Region pointing data
[Start of section]
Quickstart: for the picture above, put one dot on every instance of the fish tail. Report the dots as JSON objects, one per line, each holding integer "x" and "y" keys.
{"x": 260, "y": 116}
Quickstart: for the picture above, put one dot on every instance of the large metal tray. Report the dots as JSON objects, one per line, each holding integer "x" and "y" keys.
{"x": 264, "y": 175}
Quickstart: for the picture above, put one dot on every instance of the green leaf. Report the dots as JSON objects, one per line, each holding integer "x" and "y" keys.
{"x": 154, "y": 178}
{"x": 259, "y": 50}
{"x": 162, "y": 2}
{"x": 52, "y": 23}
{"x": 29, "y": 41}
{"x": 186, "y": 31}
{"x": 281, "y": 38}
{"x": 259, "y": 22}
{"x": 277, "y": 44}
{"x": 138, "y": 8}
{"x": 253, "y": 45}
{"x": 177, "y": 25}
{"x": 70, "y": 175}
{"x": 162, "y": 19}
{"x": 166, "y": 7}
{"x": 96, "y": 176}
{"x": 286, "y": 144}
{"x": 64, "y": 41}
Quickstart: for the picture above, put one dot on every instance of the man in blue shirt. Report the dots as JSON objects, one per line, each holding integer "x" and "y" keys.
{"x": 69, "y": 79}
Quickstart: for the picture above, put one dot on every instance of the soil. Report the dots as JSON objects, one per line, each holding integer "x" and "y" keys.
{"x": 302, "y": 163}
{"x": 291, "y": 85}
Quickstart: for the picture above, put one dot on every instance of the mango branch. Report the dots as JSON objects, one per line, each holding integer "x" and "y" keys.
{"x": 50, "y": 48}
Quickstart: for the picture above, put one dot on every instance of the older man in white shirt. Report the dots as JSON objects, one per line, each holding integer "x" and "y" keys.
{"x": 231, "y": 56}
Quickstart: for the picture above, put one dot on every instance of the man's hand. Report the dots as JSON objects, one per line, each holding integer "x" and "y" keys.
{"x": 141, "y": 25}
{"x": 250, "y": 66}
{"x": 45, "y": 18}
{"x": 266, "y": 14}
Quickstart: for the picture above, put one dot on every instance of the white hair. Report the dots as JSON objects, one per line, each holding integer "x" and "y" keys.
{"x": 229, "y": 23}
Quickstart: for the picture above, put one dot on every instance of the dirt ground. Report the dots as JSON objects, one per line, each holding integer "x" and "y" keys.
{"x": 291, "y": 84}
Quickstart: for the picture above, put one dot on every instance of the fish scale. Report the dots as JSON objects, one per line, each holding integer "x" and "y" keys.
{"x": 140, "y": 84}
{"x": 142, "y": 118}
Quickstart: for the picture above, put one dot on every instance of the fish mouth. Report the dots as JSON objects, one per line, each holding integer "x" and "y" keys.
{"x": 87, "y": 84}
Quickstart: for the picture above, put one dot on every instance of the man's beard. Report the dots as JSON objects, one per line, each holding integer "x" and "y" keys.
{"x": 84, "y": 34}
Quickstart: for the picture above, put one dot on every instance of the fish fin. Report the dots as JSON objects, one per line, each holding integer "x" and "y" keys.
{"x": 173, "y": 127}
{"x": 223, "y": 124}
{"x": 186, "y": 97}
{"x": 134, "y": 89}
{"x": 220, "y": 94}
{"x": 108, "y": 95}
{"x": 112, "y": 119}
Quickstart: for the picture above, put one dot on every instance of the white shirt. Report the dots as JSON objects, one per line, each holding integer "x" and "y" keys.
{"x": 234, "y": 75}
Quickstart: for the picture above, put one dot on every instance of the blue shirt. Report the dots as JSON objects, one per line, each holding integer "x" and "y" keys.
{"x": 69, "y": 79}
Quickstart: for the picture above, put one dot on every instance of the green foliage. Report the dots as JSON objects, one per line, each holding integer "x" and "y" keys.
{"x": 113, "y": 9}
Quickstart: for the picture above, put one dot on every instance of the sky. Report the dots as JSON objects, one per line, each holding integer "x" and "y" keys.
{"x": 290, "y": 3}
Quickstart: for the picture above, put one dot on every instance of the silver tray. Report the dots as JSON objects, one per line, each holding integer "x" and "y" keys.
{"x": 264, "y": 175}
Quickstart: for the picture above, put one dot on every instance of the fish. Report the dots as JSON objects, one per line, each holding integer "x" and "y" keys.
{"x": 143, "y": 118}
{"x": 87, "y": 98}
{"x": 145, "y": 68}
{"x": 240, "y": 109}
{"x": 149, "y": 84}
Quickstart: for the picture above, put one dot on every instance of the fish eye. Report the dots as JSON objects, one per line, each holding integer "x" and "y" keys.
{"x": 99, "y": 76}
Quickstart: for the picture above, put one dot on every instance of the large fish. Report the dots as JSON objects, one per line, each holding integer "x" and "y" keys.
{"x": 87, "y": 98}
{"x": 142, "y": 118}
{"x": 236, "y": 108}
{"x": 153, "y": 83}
[End of section]
_Problem statement_
Every record, from top to bottom, must be transcribed exactly.

_Exercise solution_
Quickstart: for the picture above, put one dot on every instance of the fish tail. Report the dots as JSON objects, one per line, each holding integer "x" and "y" keys.
{"x": 260, "y": 116}
Quickstart: for the picture above, put one dot on every instance of the large metal tray. Report the dots as JSON objects, one per line, each holding integer "x" and "y" keys.
{"x": 264, "y": 175}
Quickstart: for the picture above, put one dot on every instance of the green leaf. Report the dots as JSON objects, one per line, each holding integer "x" and "y" keys.
{"x": 154, "y": 178}
{"x": 259, "y": 50}
{"x": 162, "y": 2}
{"x": 52, "y": 23}
{"x": 29, "y": 41}
{"x": 186, "y": 31}
{"x": 281, "y": 38}
{"x": 259, "y": 22}
{"x": 277, "y": 44}
{"x": 138, "y": 8}
{"x": 253, "y": 45}
{"x": 177, "y": 25}
{"x": 70, "y": 175}
{"x": 162, "y": 19}
{"x": 166, "y": 7}
{"x": 96, "y": 176}
{"x": 286, "y": 144}
{"x": 64, "y": 41}
Quickstart: for the picture above, put one dot on every instance of the man in blue shirt. Report the dots as JSON objects, one per line, each holding integer "x" and "y" keys.
{"x": 69, "y": 79}
Quickstart: for the picture above, put one dot on every instance of the soil. Report the dots as JSON objects, one per line, each holding integer "x" and "y" keys.
{"x": 302, "y": 163}
{"x": 291, "y": 85}
Quickstart: for the picture above, put one dot on every instance of the mango branch. Report the dots as JSON objects, one per line, each holding integer "x" and "y" keys.
{"x": 50, "y": 48}
Quickstart: for the picture above, put one dot on every instance of the older man in white shirt. Report the dots as JSON objects, one per line, each holding integer "x" and "y" keys.
{"x": 231, "y": 56}
Quickstart: for the picture above, put one dot on every instance of the man's hand. Report the dots as JSON objects, one per line, each holding integer "x" and "y" keys.
{"x": 141, "y": 25}
{"x": 250, "y": 66}
{"x": 45, "y": 18}
{"x": 266, "y": 14}
Quickstart: for the picture above, put one dot on every instance of the white hair. Report the dots as JSON objects, one per line, each holding integer "x" and "y" keys.
{"x": 229, "y": 23}
Quickstart: for the picture above, put one dot on every instance of the dirt ground. Report the dots as JSON objects, one per line, each holding integer "x" and "y" keys.
{"x": 291, "y": 84}
Quickstart: for the picture above, put one dot on every instance of the fish scale. Report the dots as JSON objects, one per line, each holding integer "x" and "y" keys.
{"x": 140, "y": 84}
{"x": 142, "y": 118}
Quickstart: for the picture above, put one dot on every instance of the fish mouth. Report the dots as JSON objects, one per line, each holding integer "x" and "y" keys.
{"x": 87, "y": 84}
Quickstart: for the picture above, put one dot on every instance of the man's beard. Report the dots as JSON objects, one per line, each holding integer "x" and "y" keys.
{"x": 84, "y": 34}
Quickstart: for the picture above, put one dot on every instance of the fish fin. Report the dots as JSON objects, one per line, each holding integer "x" and "y" keys.
{"x": 173, "y": 127}
{"x": 223, "y": 124}
{"x": 186, "y": 97}
{"x": 134, "y": 89}
{"x": 220, "y": 94}
{"x": 108, "y": 95}
{"x": 112, "y": 119}
Quickstart: for the picture above, put one dot on every instance of the white shirt. Report the dots as JSON objects, one per line, each holding integer "x" and "y" keys.
{"x": 234, "y": 75}
Quickstart: for the picture above, put one dot on every instance of the blue shirt. Report the dots as JSON objects, one per line, each holding integer "x" and "y" keys.
{"x": 69, "y": 79}
Quickstart: for the picture above, put one dot on every instance of the green foliage. Report the dots as JSON objects, one per line, each holding integer "x" and "y" keys.
{"x": 113, "y": 9}
Quickstart: for the picture above, put one dot on every instance of the sky. Report the dots as JSON objects, one per line, each holding integer "x" and "y" keys.
{"x": 290, "y": 3}
Quickstart: for the picture above, put one dot on every instance of the silver tray. Report the dots as JSON objects, one per line, each holding integer "x" and "y" keys.
{"x": 264, "y": 175}
Quickstart: for the picture above, put one dot on every instance of the fish. Report the dots as JSON objects, one per line, each holding integer "x" and "y" keys.
{"x": 143, "y": 118}
{"x": 87, "y": 98}
{"x": 145, "y": 68}
{"x": 240, "y": 109}
{"x": 149, "y": 84}
Quickstart: for the picture above, put one dot on every instance of the fish eye. Report the dots as JSON objects, one per line, each holding integer "x" and "y" keys.
{"x": 99, "y": 76}
Quickstart: for the picture above, put one dot on every instance of the large fish. Report the dots as JSON objects, one per line, each holding integer "x" and "y" keys.
{"x": 87, "y": 98}
{"x": 142, "y": 118}
{"x": 236, "y": 108}
{"x": 153, "y": 83}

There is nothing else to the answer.